▸ **Document text**:
++++++

So it stands to reason, at least I think so, if you have a two foot diameter flat liquid reflector like mercury or 304.8 mm diameter it would show a drop at edges of about 50 microns. I would think therefore, if you put that mercury flat in a vacuum chamber and a vibration table to reduce ground vibrations, you should be able to measure that 49 odd micron change in height from edge to center.

Anyone have thoughts about that? isn't that about 49,000 nanometers which would be 10 wavelengths of 490 nm light so it should be easily measured.

Am I missing something?

So the numbers: 7 mile radius, 36960 feet, 443520 inches, 11265408 mm and a drop from center to edge of 6 feet, 72 inches, or 1828.8 mm or a ratio of 6160:1. So dropping that down to a 2 foot diameter, 1 foot radius, 304.8 mm or 304800 microns/6160 should show a drop from center to edge of 49.4805 microns which, using a laser height measurment tool at at one micron wavelength (IR band) would show 49 odd wavelengths of that light center to edge droop.

++++++

▸ **Exercise instructions**:
#1 According to the forum post, what is the drop from center to edge for a 7 mile radius?
#2 Say whether each statement agrees with the forum post. Answer yes or no, and quote the deciding words. (a) The post proposes putting the mercury flat in a vacuum chamber. (b) A vibration table is suggested to reduce ground vibrations. (c) The laser height measurement tool mentioned works in the ultraviolet band.

++++++

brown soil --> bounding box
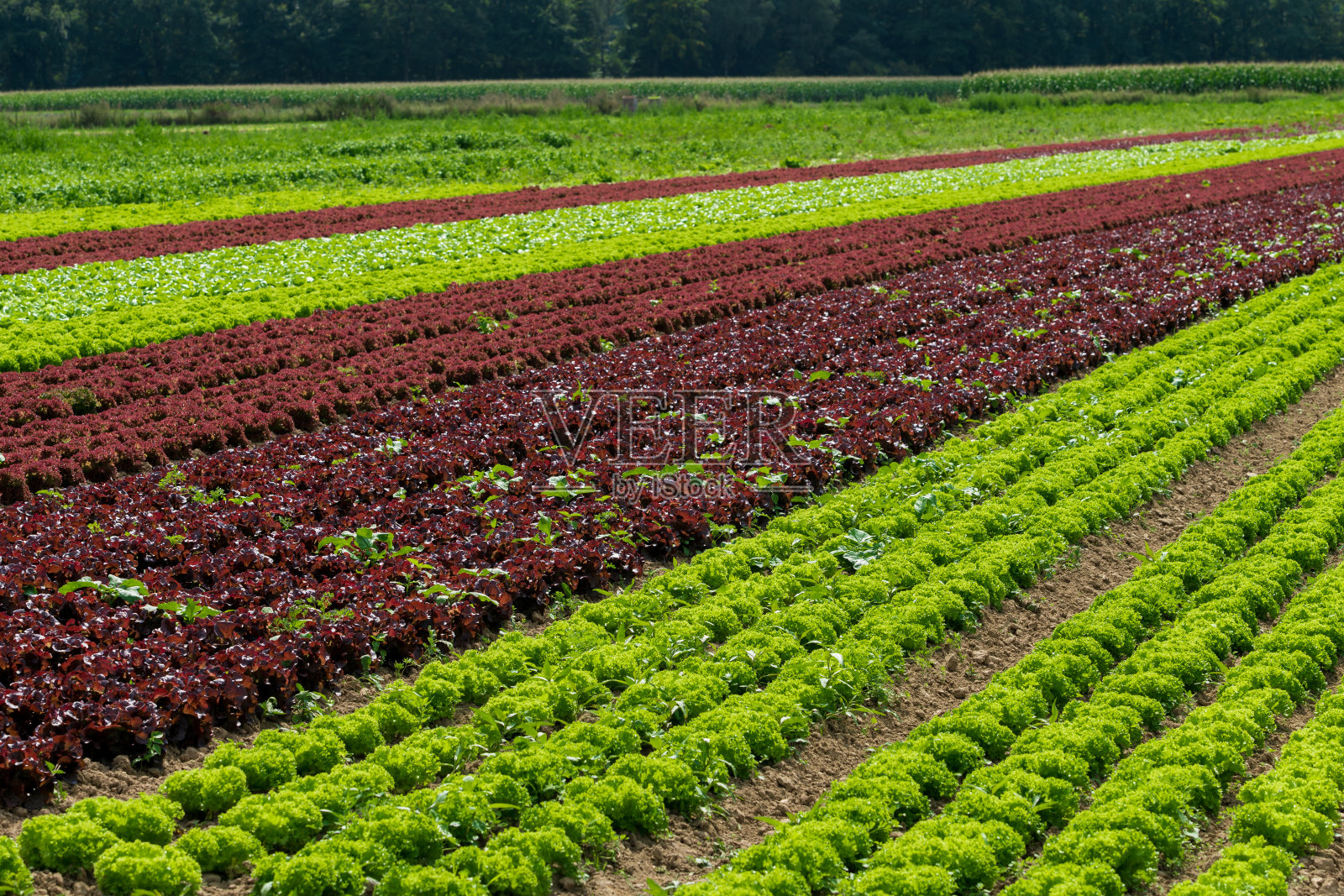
[585,371,1344,896]
[1288,836,1344,896]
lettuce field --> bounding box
[8,108,1344,896]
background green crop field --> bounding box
[0,94,1339,217]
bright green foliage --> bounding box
[517,802,616,849]
[1004,862,1125,896]
[159,766,247,817]
[204,743,296,794]
[375,865,489,896]
[254,851,365,896]
[253,728,345,775]
[365,743,439,790]
[564,775,668,834]
[312,710,383,757]
[0,837,32,896]
[92,842,200,896]
[66,794,183,846]
[18,814,117,874]
[176,825,266,878]
[219,791,323,853]
[347,804,444,864]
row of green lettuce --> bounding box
[0,181,520,240]
[5,263,1341,893]
[0,133,1322,324]
[688,412,1344,896]
[10,133,1344,369]
[1171,682,1344,896]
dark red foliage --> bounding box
[0,129,1254,274]
[0,150,1344,501]
[0,155,1344,804]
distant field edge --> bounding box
[8,60,1344,113]
[957,62,1344,98]
[0,76,961,112]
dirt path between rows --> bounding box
[583,369,1344,896]
[1149,666,1340,896]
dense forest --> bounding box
[0,0,1344,90]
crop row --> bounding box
[0,177,1335,805]
[5,260,1333,805]
[1171,682,1344,896]
[0,133,1322,325]
[20,303,1344,896]
[958,62,1344,97]
[0,129,1254,274]
[0,143,1335,369]
[690,412,1344,896]
[0,151,1344,501]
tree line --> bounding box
[8,0,1344,90]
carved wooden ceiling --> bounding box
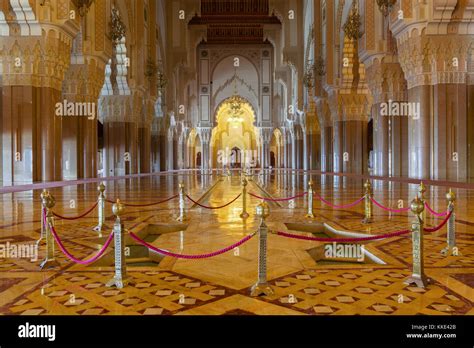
[189,0,281,44]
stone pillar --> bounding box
[321,126,333,172]
[62,58,105,179]
[332,121,344,173]
[371,103,390,177]
[259,127,273,169]
[0,25,78,185]
[342,120,368,174]
[198,127,212,170]
[408,85,431,179]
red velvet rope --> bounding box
[105,195,179,208]
[249,192,308,202]
[425,202,449,217]
[186,193,242,210]
[48,219,114,265]
[314,193,365,209]
[277,230,411,243]
[130,232,255,260]
[424,211,453,232]
[370,197,411,213]
[53,202,99,221]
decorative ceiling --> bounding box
[189,0,281,44]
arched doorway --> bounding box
[230,147,242,169]
[270,129,284,168]
[188,129,202,168]
[211,95,259,168]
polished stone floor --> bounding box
[0,172,474,315]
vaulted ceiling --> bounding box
[189,0,281,44]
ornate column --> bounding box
[197,127,212,170]
[0,2,79,185]
[259,127,273,169]
[390,1,474,181]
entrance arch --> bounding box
[210,96,259,168]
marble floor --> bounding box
[0,172,474,315]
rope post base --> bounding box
[94,182,107,237]
[362,180,374,224]
[441,189,459,256]
[176,183,188,222]
[106,199,130,289]
[305,181,315,219]
[404,196,428,289]
[36,189,49,246]
[250,202,274,297]
[240,177,249,219]
[40,194,59,270]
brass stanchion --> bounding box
[362,180,374,224]
[441,189,459,256]
[94,182,106,235]
[306,180,314,219]
[418,181,426,222]
[240,177,249,219]
[250,202,273,297]
[405,196,428,288]
[40,194,59,269]
[106,199,130,289]
[176,183,187,222]
[36,189,49,246]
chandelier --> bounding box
[377,0,397,17]
[110,7,126,44]
[72,0,94,17]
[227,73,244,124]
[344,1,362,41]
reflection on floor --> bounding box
[0,174,474,315]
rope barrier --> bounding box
[276,230,411,243]
[105,195,179,208]
[370,197,410,213]
[53,202,99,221]
[425,202,449,217]
[48,224,114,265]
[186,193,242,210]
[249,192,308,202]
[424,211,453,232]
[130,232,256,260]
[314,192,365,209]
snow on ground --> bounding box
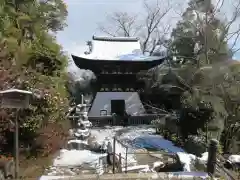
[42,126,153,177]
[40,126,206,180]
[53,149,106,167]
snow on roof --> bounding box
[74,36,159,60]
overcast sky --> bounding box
[57,0,240,59]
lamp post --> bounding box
[0,89,32,179]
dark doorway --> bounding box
[111,99,125,116]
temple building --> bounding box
[72,36,165,121]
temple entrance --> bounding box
[111,99,125,116]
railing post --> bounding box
[207,139,219,176]
[118,153,122,173]
[113,137,116,174]
[125,147,128,173]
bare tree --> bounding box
[99,0,171,55]
[172,0,240,64]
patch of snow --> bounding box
[39,176,71,180]
[198,152,208,164]
[53,149,106,167]
[177,152,196,172]
[68,139,88,145]
[228,155,240,163]
[122,165,150,172]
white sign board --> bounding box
[0,90,32,109]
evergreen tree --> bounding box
[0,0,68,158]
[171,0,230,64]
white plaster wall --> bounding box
[88,92,146,116]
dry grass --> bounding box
[20,155,55,179]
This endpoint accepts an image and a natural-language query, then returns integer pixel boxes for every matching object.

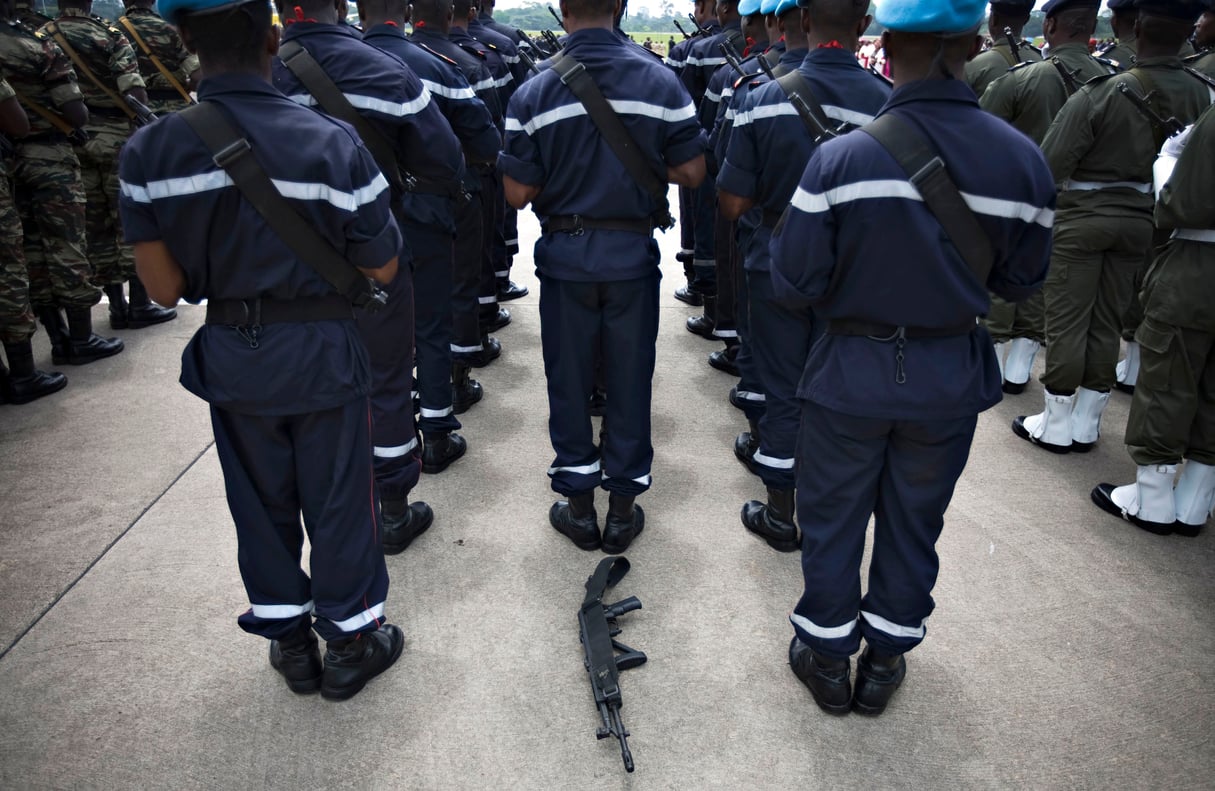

++++++

▸ **Expected outputs**:
#1 6 feet (72 inches, or 1828.8 mm).

#2
(a) Yes: "if you put that mercury flat in a vacuum chamber"
(b) Yes: "a vibration table to reduce ground vibrations"
(c) No: "one micron wavelength (IR band)"